** Exercise **
Pick out each line in the items below that contains the word "ridge".

** Data **
━━━━━━
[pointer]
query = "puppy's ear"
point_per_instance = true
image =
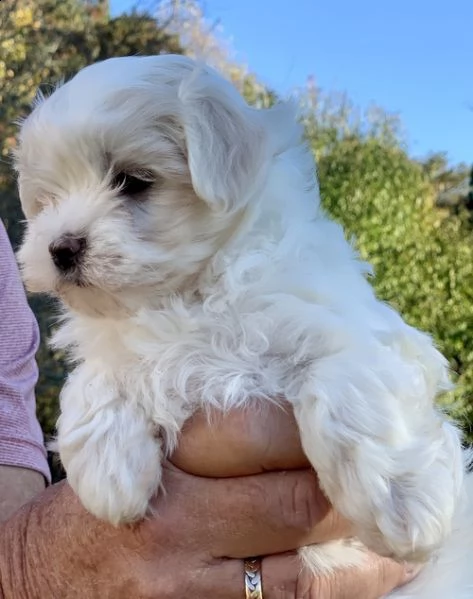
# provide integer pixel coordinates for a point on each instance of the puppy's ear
(226, 141)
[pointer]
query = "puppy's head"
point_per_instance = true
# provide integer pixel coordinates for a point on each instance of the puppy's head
(131, 176)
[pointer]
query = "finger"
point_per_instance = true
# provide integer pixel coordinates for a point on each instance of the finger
(284, 578)
(241, 442)
(255, 515)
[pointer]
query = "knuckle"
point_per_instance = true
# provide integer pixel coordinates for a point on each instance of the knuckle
(300, 503)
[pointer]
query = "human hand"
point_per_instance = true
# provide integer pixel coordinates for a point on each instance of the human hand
(202, 528)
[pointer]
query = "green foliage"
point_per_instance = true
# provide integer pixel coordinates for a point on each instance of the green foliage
(423, 260)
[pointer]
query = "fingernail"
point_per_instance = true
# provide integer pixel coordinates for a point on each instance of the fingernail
(411, 571)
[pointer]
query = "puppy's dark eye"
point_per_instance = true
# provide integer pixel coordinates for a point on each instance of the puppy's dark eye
(130, 185)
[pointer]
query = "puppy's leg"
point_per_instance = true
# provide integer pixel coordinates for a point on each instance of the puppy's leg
(109, 450)
(392, 469)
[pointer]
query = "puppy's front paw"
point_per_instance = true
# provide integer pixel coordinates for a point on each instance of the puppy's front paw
(113, 486)
(112, 461)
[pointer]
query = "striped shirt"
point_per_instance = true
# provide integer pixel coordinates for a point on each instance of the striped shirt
(21, 439)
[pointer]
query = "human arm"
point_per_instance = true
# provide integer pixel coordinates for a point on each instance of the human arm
(23, 466)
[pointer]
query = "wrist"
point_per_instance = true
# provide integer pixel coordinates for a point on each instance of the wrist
(46, 546)
(15, 551)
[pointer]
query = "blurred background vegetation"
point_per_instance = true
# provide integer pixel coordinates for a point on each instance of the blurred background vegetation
(413, 219)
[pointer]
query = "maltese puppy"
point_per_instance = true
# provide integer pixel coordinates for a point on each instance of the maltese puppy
(183, 233)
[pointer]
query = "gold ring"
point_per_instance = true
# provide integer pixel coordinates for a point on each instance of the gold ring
(253, 582)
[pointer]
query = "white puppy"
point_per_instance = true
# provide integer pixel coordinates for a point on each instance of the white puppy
(183, 232)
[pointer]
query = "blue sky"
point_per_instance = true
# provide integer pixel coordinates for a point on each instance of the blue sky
(412, 57)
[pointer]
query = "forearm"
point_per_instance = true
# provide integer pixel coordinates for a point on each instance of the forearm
(17, 487)
(48, 548)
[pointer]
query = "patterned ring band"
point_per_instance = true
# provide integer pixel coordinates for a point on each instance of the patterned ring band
(253, 582)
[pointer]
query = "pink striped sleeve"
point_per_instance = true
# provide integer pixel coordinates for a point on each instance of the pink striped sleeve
(21, 439)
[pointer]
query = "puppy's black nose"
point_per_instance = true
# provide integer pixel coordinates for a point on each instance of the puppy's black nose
(67, 251)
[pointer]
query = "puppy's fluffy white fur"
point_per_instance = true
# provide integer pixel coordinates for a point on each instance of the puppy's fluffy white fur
(221, 282)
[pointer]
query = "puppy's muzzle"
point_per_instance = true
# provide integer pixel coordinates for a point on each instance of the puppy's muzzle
(67, 252)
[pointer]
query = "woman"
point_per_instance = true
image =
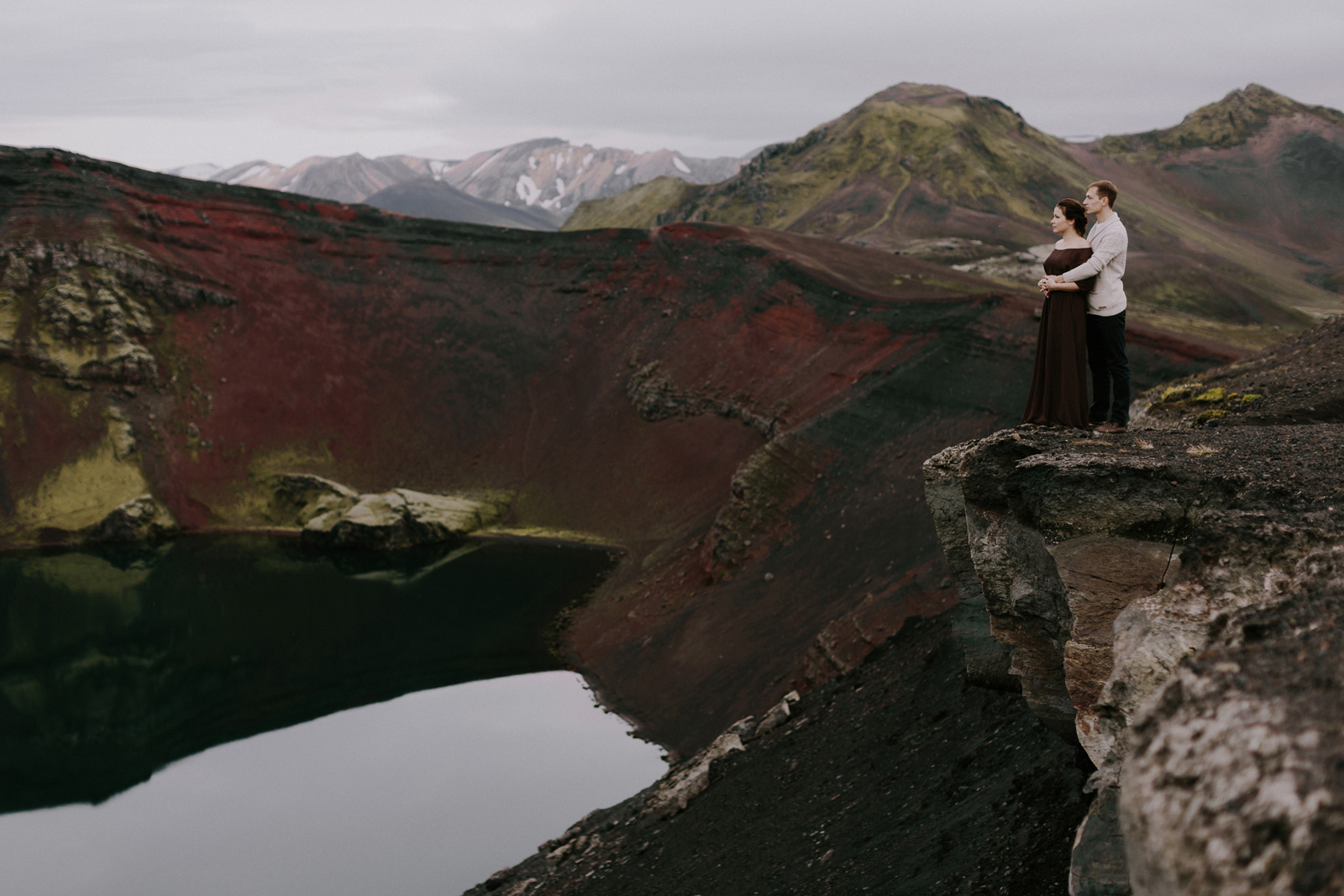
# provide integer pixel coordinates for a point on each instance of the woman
(1058, 392)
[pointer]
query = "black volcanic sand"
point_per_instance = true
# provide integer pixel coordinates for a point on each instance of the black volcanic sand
(897, 778)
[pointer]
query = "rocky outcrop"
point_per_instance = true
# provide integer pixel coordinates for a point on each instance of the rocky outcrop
(895, 778)
(81, 311)
(754, 473)
(1169, 600)
(138, 521)
(401, 519)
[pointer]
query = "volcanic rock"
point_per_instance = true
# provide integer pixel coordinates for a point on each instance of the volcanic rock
(138, 521)
(726, 403)
(1135, 580)
(875, 783)
(400, 519)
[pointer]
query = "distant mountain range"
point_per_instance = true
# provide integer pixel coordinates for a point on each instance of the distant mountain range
(531, 184)
(1236, 230)
(557, 176)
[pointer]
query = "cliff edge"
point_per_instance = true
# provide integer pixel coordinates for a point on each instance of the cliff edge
(1171, 598)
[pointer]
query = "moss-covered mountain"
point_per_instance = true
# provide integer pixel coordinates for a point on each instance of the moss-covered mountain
(911, 161)
(1233, 214)
(1257, 163)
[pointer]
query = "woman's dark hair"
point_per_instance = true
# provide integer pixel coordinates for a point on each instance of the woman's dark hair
(1074, 211)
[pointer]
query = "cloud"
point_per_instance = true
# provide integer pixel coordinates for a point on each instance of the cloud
(168, 82)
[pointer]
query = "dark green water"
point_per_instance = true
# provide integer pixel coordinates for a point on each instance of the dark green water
(116, 664)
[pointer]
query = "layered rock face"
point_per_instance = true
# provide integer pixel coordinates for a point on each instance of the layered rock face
(1171, 600)
(743, 411)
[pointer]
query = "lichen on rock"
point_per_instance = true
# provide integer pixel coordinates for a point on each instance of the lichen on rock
(1187, 598)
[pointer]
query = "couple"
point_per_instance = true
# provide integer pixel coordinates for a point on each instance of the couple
(1085, 307)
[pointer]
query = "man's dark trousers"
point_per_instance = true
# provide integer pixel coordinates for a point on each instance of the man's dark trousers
(1110, 369)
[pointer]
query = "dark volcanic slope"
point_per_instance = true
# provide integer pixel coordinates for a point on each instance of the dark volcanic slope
(897, 779)
(429, 197)
(743, 410)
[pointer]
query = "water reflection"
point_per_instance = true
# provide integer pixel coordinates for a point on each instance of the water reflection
(423, 795)
(118, 663)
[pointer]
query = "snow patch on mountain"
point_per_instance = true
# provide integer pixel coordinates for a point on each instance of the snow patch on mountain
(528, 190)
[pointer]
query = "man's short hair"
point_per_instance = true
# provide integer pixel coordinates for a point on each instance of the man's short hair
(1106, 191)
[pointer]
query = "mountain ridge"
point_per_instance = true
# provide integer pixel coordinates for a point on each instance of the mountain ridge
(1238, 242)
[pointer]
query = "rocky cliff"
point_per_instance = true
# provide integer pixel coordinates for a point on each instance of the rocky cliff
(743, 411)
(1171, 600)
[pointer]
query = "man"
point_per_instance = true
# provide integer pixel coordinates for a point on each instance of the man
(1105, 309)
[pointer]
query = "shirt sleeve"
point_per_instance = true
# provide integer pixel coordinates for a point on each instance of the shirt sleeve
(1109, 246)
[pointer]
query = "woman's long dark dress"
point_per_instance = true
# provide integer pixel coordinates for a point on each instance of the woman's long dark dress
(1058, 392)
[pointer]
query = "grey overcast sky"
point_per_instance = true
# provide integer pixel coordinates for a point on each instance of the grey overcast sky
(168, 82)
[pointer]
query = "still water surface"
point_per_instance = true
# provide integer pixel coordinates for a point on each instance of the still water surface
(116, 667)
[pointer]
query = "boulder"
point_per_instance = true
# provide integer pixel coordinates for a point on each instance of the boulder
(139, 520)
(401, 519)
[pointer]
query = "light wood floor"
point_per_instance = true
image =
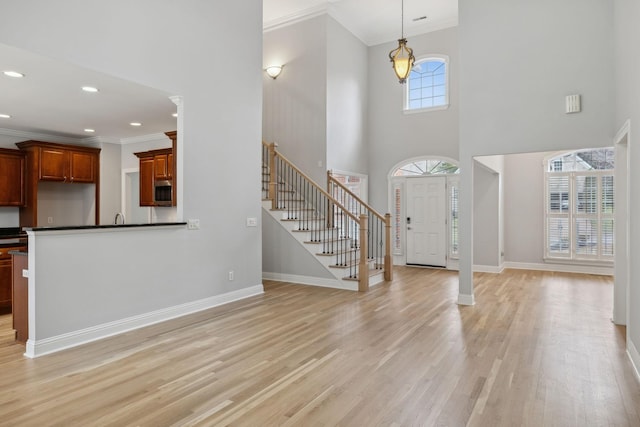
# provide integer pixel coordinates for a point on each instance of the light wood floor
(537, 349)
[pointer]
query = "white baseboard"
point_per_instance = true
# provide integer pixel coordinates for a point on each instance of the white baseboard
(36, 348)
(634, 356)
(466, 299)
(488, 268)
(562, 268)
(312, 281)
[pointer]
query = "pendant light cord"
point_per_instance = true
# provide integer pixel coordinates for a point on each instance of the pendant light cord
(402, 17)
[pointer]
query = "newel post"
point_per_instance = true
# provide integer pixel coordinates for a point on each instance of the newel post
(363, 268)
(273, 186)
(388, 261)
(330, 208)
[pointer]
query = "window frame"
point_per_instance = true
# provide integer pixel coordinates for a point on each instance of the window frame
(419, 60)
(568, 208)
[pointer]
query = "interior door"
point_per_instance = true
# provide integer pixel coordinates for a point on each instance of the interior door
(426, 221)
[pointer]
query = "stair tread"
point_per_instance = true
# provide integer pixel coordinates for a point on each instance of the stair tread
(372, 272)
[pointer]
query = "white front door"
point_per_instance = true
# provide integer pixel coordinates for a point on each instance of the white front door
(426, 221)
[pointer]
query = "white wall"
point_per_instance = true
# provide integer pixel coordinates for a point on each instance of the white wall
(524, 208)
(110, 186)
(487, 219)
(175, 47)
(295, 104)
(394, 136)
(627, 66)
(514, 76)
(282, 254)
(347, 98)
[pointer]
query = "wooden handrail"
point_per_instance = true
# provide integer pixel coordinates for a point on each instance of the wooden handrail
(330, 178)
(306, 177)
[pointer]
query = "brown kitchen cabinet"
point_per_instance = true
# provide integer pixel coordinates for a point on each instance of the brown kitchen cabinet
(5, 275)
(157, 169)
(66, 164)
(12, 170)
(146, 181)
(20, 305)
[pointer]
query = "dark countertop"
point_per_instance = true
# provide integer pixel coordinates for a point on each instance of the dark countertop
(7, 243)
(104, 226)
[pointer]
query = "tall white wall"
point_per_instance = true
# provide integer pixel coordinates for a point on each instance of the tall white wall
(295, 104)
(347, 100)
(514, 76)
(524, 208)
(487, 213)
(395, 136)
(627, 66)
(181, 48)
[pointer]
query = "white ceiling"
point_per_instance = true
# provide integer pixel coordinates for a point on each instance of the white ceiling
(48, 103)
(372, 21)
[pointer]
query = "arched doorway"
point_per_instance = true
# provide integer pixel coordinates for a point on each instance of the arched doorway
(423, 199)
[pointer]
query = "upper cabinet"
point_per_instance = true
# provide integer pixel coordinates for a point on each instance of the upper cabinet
(66, 164)
(157, 175)
(12, 170)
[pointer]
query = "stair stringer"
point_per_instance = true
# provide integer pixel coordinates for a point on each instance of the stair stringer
(298, 238)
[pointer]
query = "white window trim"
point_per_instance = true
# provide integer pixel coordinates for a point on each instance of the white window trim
(405, 100)
(572, 258)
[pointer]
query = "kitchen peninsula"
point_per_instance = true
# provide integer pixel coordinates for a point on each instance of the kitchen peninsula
(83, 285)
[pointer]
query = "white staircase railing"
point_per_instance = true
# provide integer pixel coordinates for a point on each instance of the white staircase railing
(357, 237)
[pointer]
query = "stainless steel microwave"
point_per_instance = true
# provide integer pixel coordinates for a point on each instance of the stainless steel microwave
(163, 192)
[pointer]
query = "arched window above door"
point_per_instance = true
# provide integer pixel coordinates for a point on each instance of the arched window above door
(426, 167)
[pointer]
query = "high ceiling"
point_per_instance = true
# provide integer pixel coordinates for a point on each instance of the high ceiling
(48, 102)
(372, 21)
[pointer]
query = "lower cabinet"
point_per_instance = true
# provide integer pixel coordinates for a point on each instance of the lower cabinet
(20, 306)
(5, 275)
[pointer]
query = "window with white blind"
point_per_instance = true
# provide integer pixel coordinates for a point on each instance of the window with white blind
(580, 206)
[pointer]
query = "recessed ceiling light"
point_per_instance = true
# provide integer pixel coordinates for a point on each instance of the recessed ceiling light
(15, 74)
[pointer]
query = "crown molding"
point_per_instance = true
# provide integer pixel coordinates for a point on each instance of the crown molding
(42, 136)
(143, 138)
(294, 18)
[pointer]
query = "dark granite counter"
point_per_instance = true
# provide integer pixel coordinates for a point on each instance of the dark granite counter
(7, 243)
(105, 226)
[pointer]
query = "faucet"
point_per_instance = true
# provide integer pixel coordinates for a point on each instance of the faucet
(119, 215)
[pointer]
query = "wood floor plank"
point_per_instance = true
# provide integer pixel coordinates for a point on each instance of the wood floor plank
(537, 349)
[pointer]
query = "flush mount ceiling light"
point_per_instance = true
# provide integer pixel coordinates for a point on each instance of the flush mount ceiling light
(15, 74)
(274, 71)
(402, 57)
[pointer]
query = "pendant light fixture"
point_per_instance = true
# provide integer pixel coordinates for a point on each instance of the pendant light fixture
(402, 57)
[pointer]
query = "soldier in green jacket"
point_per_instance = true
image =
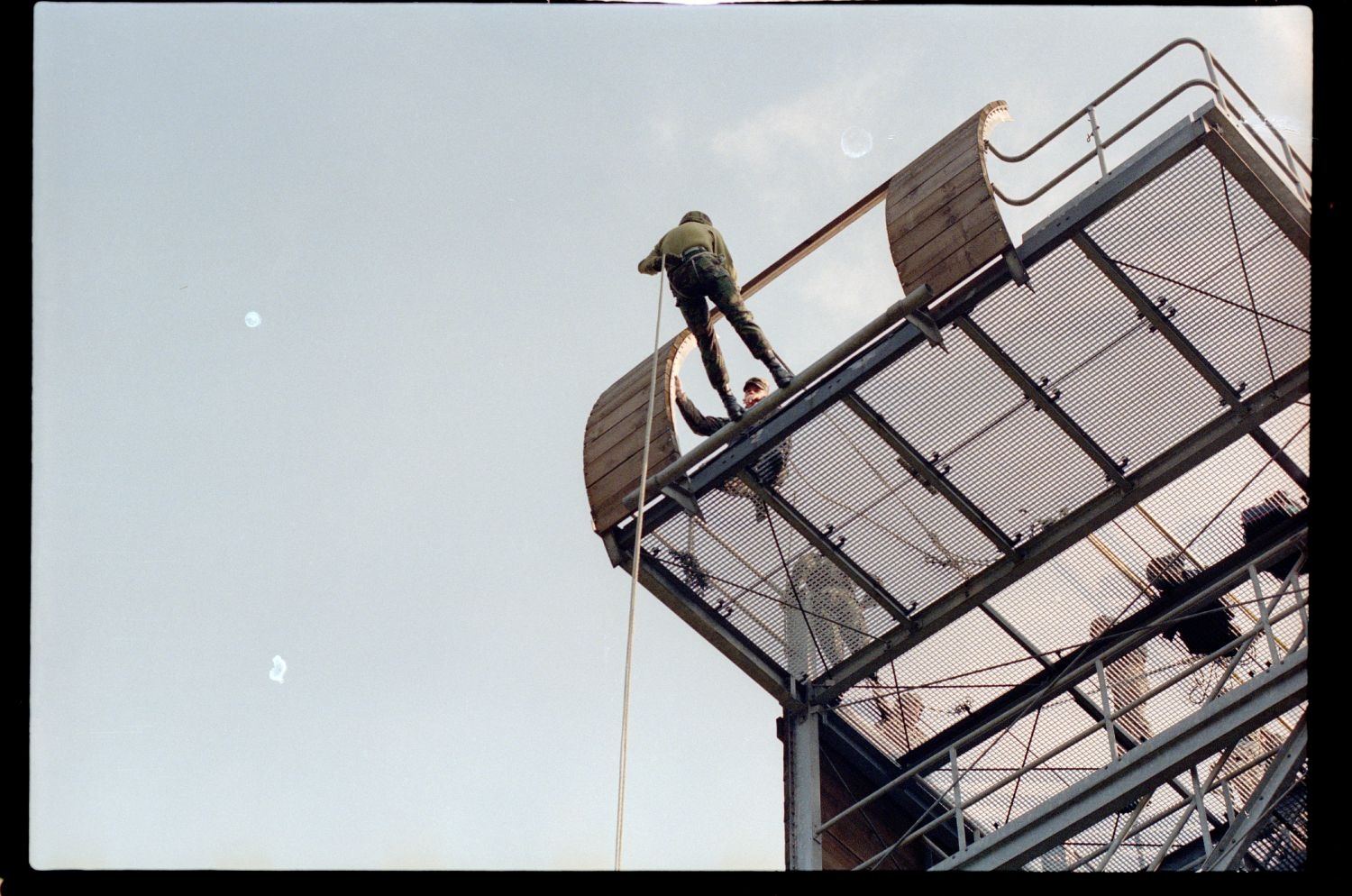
━━━━━━
** Task solution **
query = "mountain ridge"
# provide integer pixel coordinates for a point on each instance of the mountain ridge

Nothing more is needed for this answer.